● Given exercise
Please pick out every line of the records below that contains the word "concrete", and copy each one in full.

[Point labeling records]
━━━
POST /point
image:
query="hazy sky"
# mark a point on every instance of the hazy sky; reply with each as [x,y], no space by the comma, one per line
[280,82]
━━━
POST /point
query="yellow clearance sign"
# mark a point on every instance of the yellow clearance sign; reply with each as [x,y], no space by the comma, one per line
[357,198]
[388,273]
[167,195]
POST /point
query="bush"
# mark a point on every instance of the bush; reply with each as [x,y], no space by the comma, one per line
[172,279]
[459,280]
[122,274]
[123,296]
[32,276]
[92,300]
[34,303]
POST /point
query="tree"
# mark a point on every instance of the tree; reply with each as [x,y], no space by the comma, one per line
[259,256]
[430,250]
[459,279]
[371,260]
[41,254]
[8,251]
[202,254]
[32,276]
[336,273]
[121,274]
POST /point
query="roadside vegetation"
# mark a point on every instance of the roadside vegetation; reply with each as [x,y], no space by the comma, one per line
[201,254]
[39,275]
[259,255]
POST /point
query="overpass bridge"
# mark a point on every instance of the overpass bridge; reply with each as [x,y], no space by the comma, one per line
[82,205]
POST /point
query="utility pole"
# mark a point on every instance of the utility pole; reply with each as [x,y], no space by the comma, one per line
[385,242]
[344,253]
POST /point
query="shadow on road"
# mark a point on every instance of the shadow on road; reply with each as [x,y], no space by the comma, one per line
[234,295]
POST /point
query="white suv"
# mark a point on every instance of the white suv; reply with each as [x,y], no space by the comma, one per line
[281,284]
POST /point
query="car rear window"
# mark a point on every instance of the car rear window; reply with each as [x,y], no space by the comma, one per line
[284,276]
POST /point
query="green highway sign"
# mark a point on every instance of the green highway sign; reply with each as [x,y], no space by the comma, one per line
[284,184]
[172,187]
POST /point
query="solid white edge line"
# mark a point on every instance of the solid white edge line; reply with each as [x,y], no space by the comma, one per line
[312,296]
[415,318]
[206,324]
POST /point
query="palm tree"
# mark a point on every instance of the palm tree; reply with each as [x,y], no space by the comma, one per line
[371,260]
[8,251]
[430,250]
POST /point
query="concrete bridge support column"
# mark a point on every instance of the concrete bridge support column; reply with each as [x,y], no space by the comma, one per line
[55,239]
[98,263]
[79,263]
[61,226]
━━━
● Answer for this exercise
query="concrete bridge support column"
# mark a point on every instance of the concrete bridge support column; reply with each as [x,y], no space by the comma, one per line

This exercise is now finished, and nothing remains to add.